**Work to complete**
Count the lines of the material that contain the string "wooden", treating uppercase and lowercase as different. Reply with the number alone.
──────── Records for processing ────────
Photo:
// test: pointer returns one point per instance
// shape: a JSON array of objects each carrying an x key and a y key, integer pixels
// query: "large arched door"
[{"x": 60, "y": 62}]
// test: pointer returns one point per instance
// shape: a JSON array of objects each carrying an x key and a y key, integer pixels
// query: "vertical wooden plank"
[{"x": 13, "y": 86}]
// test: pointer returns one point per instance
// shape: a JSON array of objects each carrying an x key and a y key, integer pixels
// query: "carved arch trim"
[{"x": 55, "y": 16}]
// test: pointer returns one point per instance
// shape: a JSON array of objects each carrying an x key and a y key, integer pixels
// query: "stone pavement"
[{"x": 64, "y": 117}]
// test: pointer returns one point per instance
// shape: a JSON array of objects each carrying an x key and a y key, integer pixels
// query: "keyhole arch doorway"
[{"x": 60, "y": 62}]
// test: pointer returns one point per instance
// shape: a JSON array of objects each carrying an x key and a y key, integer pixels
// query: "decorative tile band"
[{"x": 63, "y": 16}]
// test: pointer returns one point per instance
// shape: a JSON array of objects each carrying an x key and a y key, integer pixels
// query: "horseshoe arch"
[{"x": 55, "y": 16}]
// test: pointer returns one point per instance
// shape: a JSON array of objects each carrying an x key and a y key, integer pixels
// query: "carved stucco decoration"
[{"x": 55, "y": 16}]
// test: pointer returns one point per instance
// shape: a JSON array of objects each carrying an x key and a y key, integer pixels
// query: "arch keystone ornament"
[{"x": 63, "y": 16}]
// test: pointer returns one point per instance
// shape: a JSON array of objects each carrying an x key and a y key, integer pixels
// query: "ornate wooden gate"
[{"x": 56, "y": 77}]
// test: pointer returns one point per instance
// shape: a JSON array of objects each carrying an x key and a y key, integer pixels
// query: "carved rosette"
────────
**Solution to this exercise**
2